* **ACTIVITY**
From the material below, pull each line containing the string "target".

* **SOURCE DATA**
+++

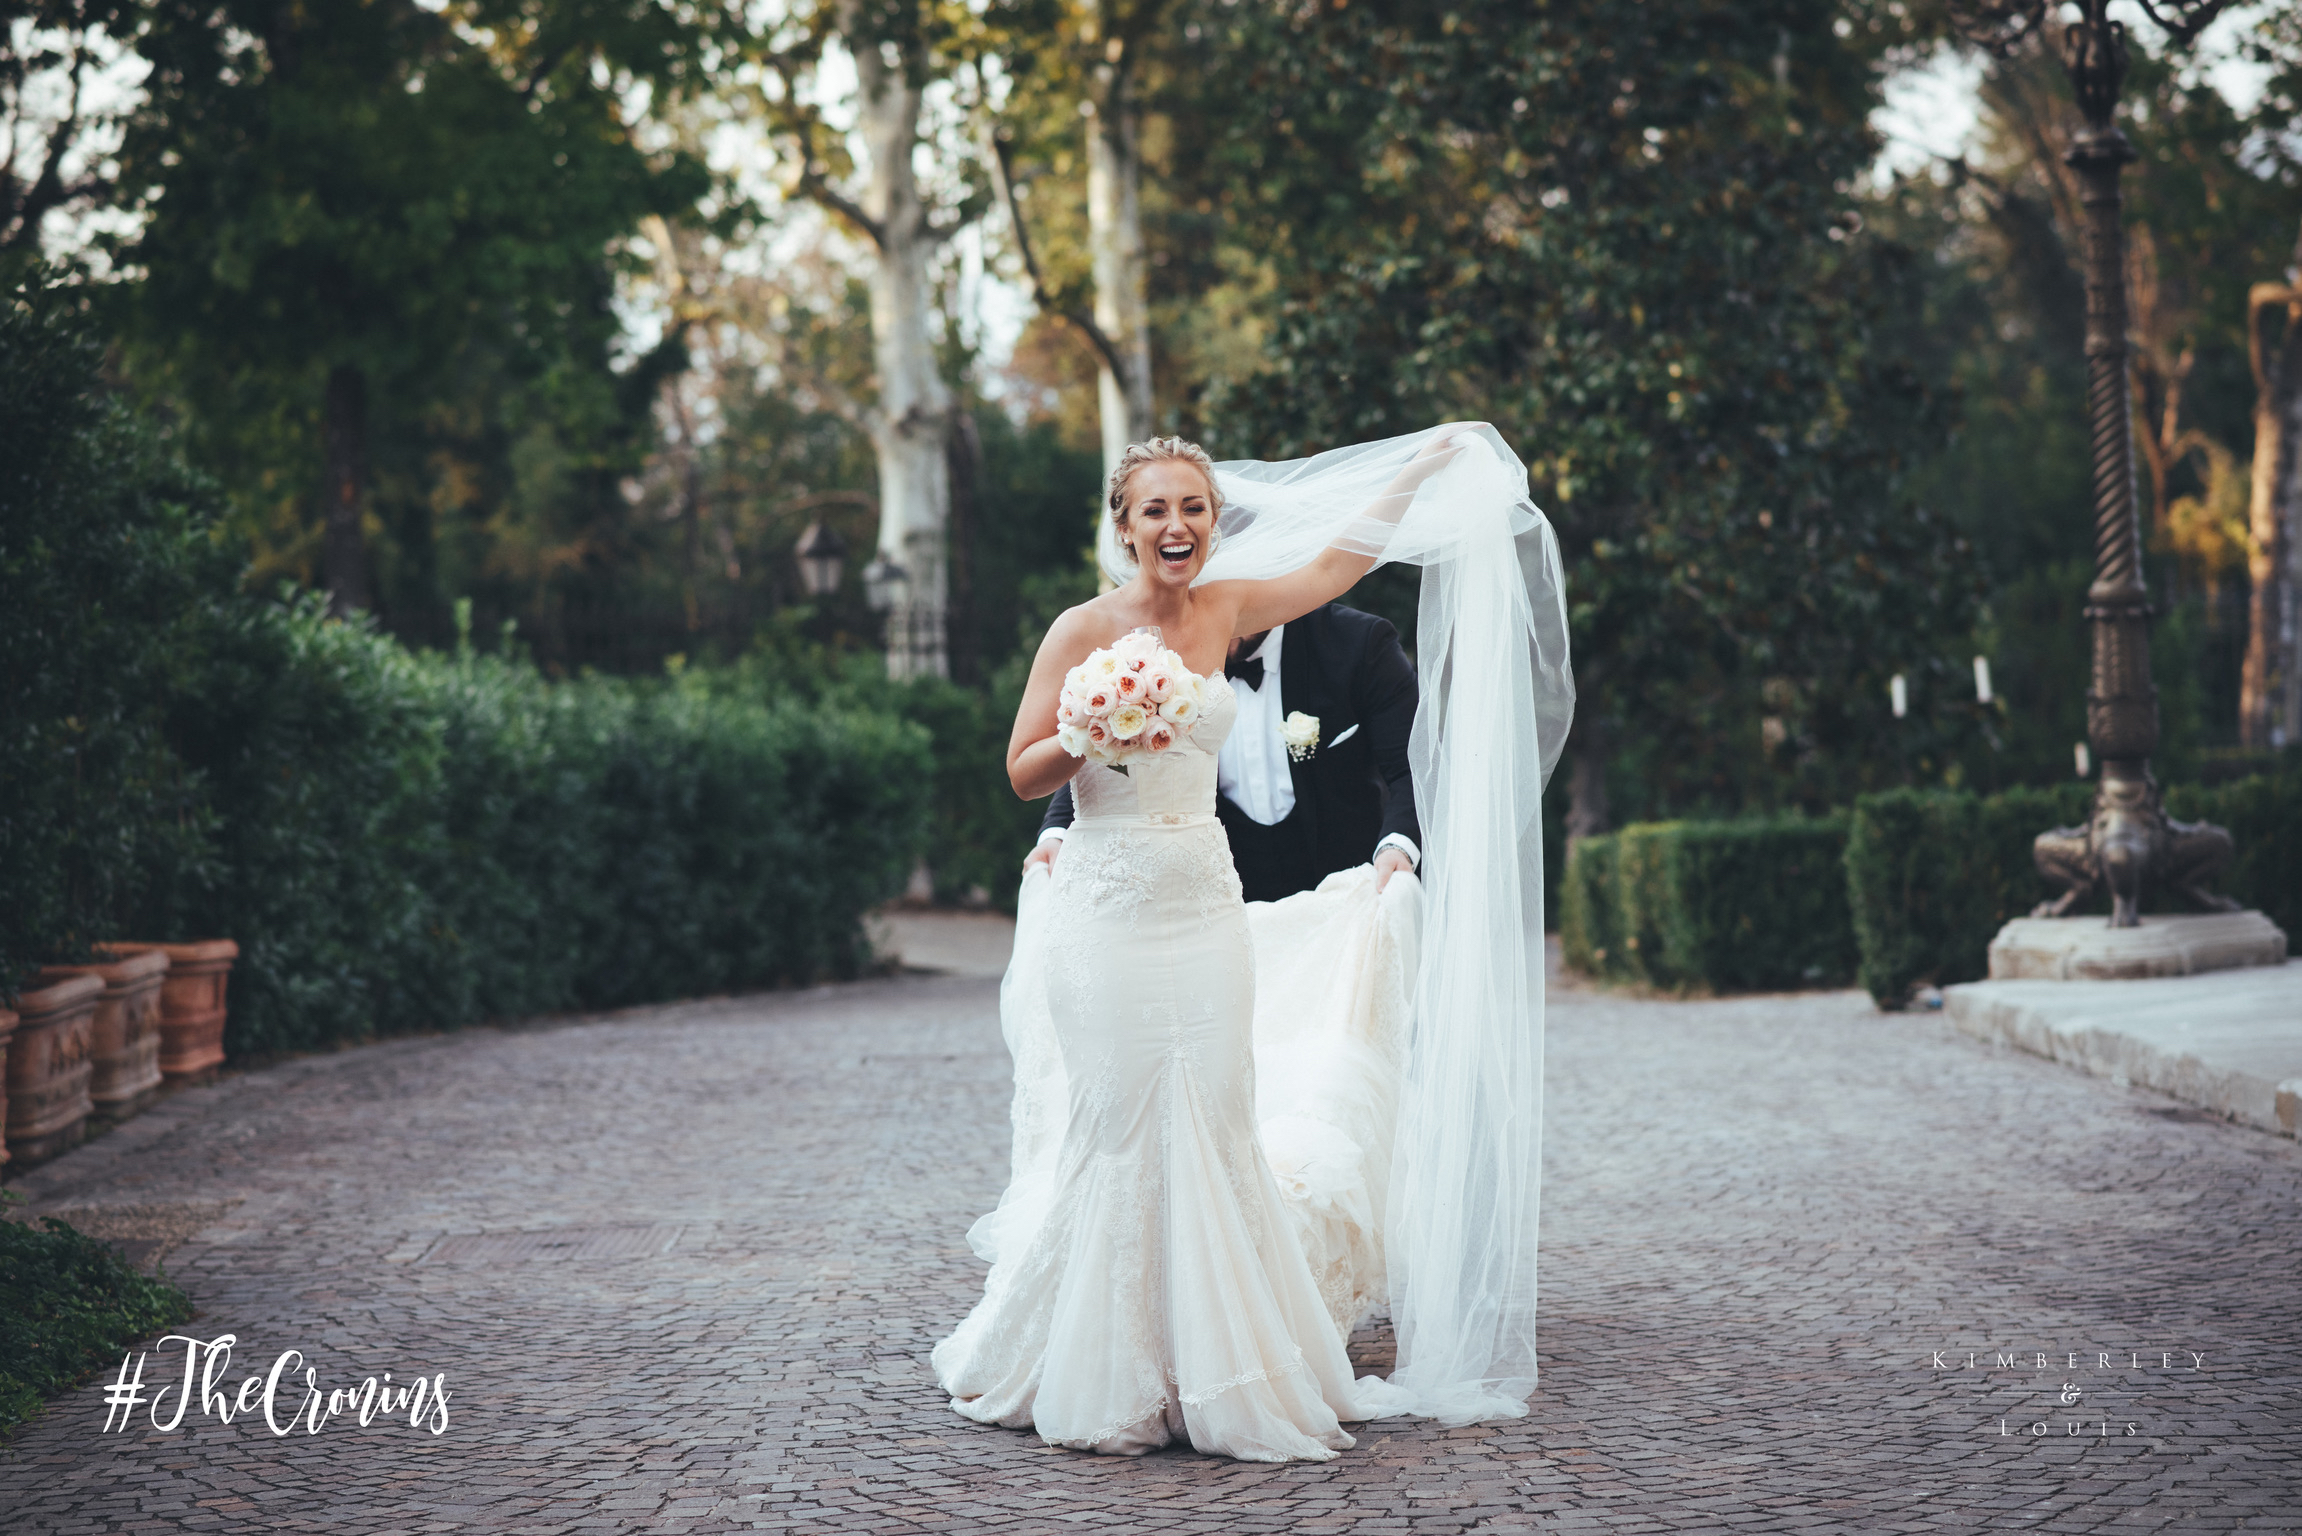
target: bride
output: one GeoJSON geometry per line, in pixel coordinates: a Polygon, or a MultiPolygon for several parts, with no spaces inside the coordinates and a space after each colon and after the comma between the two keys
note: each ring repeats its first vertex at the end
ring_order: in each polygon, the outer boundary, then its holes
{"type": "Polygon", "coordinates": [[[938,1379],[970,1418],[1116,1454],[1188,1438],[1325,1460],[1349,1421],[1522,1414],[1537,812],[1573,697],[1526,471],[1484,425],[1287,464],[1154,439],[1128,449],[1110,505],[1103,562],[1126,579],[1049,628],[1008,748],[1019,795],[1069,783],[1079,814],[1052,884],[1027,878],[1019,904],[1013,1179],[969,1234],[992,1270],[935,1349],[938,1379]],[[1214,815],[1227,648],[1383,560],[1424,569],[1427,931],[1418,945],[1412,877],[1377,896],[1366,871],[1258,904],[1251,924],[1214,815]],[[1064,676],[1146,626],[1208,678],[1201,721],[1131,772],[1083,763],[1057,739],[1064,676]],[[1259,971],[1354,957],[1355,982],[1265,997],[1258,1018],[1259,971]],[[1386,1296],[1398,1368],[1354,1381],[1344,1341],[1386,1296]]]}

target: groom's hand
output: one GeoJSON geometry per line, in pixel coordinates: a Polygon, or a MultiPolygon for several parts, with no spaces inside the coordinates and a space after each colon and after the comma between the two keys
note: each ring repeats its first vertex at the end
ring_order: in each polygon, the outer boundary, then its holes
{"type": "Polygon", "coordinates": [[[1041,843],[1038,847],[1032,849],[1030,855],[1024,859],[1023,872],[1028,875],[1031,873],[1032,867],[1037,865],[1044,868],[1047,873],[1051,875],[1054,874],[1055,854],[1057,850],[1062,848],[1062,846],[1063,840],[1061,838],[1055,837],[1051,837],[1046,842],[1041,843]]]}
{"type": "Polygon", "coordinates": [[[1410,859],[1410,858],[1408,858],[1408,857],[1407,857],[1405,854],[1401,853],[1401,852],[1400,852],[1398,849],[1396,849],[1396,848],[1385,848],[1385,849],[1384,849],[1382,852],[1380,852],[1380,853],[1376,854],[1376,855],[1375,855],[1375,892],[1376,892],[1376,894],[1377,894],[1377,895],[1380,895],[1380,894],[1382,894],[1382,890],[1383,890],[1383,887],[1384,887],[1384,886],[1386,886],[1386,885],[1389,885],[1389,884],[1391,883],[1391,877],[1392,877],[1393,875],[1397,874],[1397,873],[1398,873],[1400,870],[1403,870],[1403,869],[1404,869],[1404,870],[1412,870],[1414,867],[1415,867],[1415,861],[1414,861],[1414,860],[1412,860],[1412,859],[1410,859]]]}

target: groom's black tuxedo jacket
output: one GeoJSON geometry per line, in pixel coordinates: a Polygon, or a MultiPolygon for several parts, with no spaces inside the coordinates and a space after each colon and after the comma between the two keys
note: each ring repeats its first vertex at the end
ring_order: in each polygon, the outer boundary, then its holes
{"type": "MultiPolygon", "coordinates": [[[[1415,724],[1415,667],[1386,619],[1329,603],[1287,625],[1279,647],[1279,702],[1319,718],[1319,750],[1290,762],[1295,809],[1277,826],[1251,821],[1230,797],[1215,814],[1249,901],[1307,891],[1338,869],[1364,864],[1394,832],[1422,844],[1407,736],[1415,724]],[[1357,726],[1339,746],[1335,738],[1357,726]]],[[[1235,727],[1236,728],[1236,727],[1235,727]]],[[[1056,791],[1040,830],[1071,825],[1071,786],[1056,791]]]]}

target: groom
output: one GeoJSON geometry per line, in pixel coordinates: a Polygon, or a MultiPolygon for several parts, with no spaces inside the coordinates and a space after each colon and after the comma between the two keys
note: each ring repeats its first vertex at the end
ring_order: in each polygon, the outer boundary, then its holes
{"type": "MultiPolygon", "coordinates": [[[[1380,890],[1422,862],[1407,771],[1415,668],[1387,620],[1329,603],[1234,639],[1224,669],[1239,718],[1216,758],[1215,815],[1247,900],[1277,901],[1370,859],[1380,890]],[[1281,729],[1295,714],[1317,721],[1301,756],[1281,729]]],[[[1054,863],[1073,814],[1066,784],[1025,868],[1054,863]]]]}

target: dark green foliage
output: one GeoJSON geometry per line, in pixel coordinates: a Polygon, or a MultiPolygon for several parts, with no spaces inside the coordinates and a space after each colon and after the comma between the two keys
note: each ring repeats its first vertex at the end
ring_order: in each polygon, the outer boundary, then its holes
{"type": "Polygon", "coordinates": [[[212,498],[93,370],[48,299],[0,311],[0,983],[230,937],[245,1055],[852,975],[919,786],[983,776],[958,690],[921,708],[961,744],[931,770],[888,697],[555,683],[241,596],[212,498]]]}
{"type": "Polygon", "coordinates": [[[2290,939],[2302,935],[2302,763],[2296,754],[2289,751],[2276,773],[2234,784],[2177,784],[2166,791],[2166,811],[2181,821],[2228,828],[2238,848],[2214,888],[2259,909],[2290,939]]]}
{"type": "Polygon", "coordinates": [[[1047,808],[1018,800],[1007,779],[1007,738],[1021,689],[987,694],[922,680],[890,692],[894,708],[935,743],[926,857],[936,899],[964,901],[981,891],[1012,911],[1023,857],[1047,808]]]}
{"type": "MultiPolygon", "coordinates": [[[[2093,788],[1889,790],[1850,819],[1649,822],[1575,845],[1559,935],[1610,981],[1720,991],[1859,979],[1882,1008],[1922,983],[1988,974],[1990,941],[2050,895],[2031,857],[2085,817],[2093,788]]],[[[2227,827],[2217,883],[2288,932],[2302,923],[2302,773],[2178,786],[2167,810],[2227,827]]],[[[2145,912],[2182,910],[2150,892],[2145,912]]],[[[2091,911],[2108,911],[2098,898],[2091,911]]]]}
{"type": "Polygon", "coordinates": [[[232,562],[216,502],[97,383],[55,296],[0,295],[0,997],[116,937],[199,832],[163,706],[232,562]]]}
{"type": "Polygon", "coordinates": [[[2091,786],[1889,790],[1855,802],[1846,895],[1862,950],[1861,981],[1899,1008],[1921,981],[1948,986],[1989,969],[1992,935],[2049,894],[2030,847],[2048,827],[2086,814],[2091,786]]]}
{"type": "Polygon", "coordinates": [[[182,1291],[55,1217],[38,1226],[0,1219],[0,1435],[42,1398],[191,1315],[182,1291]]]}
{"type": "Polygon", "coordinates": [[[105,295],[127,372],[227,482],[267,580],[317,574],[325,400],[356,379],[337,449],[406,633],[442,627],[443,566],[598,587],[639,533],[618,482],[686,361],[675,326],[611,366],[626,237],[709,185],[624,106],[684,89],[715,13],[547,10],[155,0],[135,36],[152,67],[116,196],[141,217],[115,260],[140,277],[105,295]]]}
{"type": "Polygon", "coordinates": [[[238,941],[235,1053],[405,1027],[392,994],[429,959],[418,869],[441,747],[416,662],[316,597],[235,603],[203,648],[169,736],[211,831],[151,868],[134,936],[238,941]]]}
{"type": "Polygon", "coordinates": [[[1567,962],[1614,981],[1765,991],[1854,973],[1843,819],[1647,822],[1575,845],[1567,962]]]}
{"type": "Polygon", "coordinates": [[[1211,96],[1256,108],[1208,114],[1206,174],[1278,300],[1211,441],[1493,421],[1559,530],[1574,750],[1619,759],[1618,805],[1818,810],[1977,734],[1977,572],[1907,485],[1949,426],[1898,321],[1924,274],[1847,190],[1878,81],[1833,7],[1199,19],[1211,96]]]}
{"type": "Polygon", "coordinates": [[[240,941],[235,1053],[852,976],[918,847],[922,734],[886,711],[554,683],[316,601],[233,640],[182,710],[213,855],[151,921],[240,941]]]}
{"type": "MultiPolygon", "coordinates": [[[[1899,1008],[1922,982],[1948,986],[1990,970],[1990,941],[2009,918],[2053,894],[2031,845],[2049,827],[2075,825],[2093,802],[2082,783],[1979,796],[1894,790],[1855,803],[1847,840],[1847,894],[1862,948],[1862,984],[1899,1008]]],[[[2302,920],[2302,773],[2291,770],[2214,788],[2178,785],[2169,814],[2227,827],[2237,857],[2216,888],[2269,914],[2288,932],[2302,920]]],[[[2107,912],[2106,897],[2081,908],[2107,912]]],[[[2143,911],[2183,908],[2149,891],[2143,911]]]]}
{"type": "Polygon", "coordinates": [[[1559,948],[1566,962],[1586,976],[1619,980],[1629,974],[1623,948],[1622,906],[1615,880],[1622,865],[1622,841],[1609,832],[1577,841],[1559,882],[1559,948]]]}
{"type": "Polygon", "coordinates": [[[988,688],[938,678],[893,682],[876,656],[838,658],[822,649],[770,643],[710,683],[739,698],[797,698],[816,707],[900,719],[930,746],[907,797],[924,828],[921,856],[938,901],[981,897],[1015,908],[1024,855],[1039,833],[1044,800],[1015,797],[1007,778],[1007,738],[1030,669],[1011,657],[988,688]]]}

+++

* **WORKED SOLUTION**
target: bride
target: groom's hand
target: groom's black tuxedo jacket
target: groom
target: dark green foliage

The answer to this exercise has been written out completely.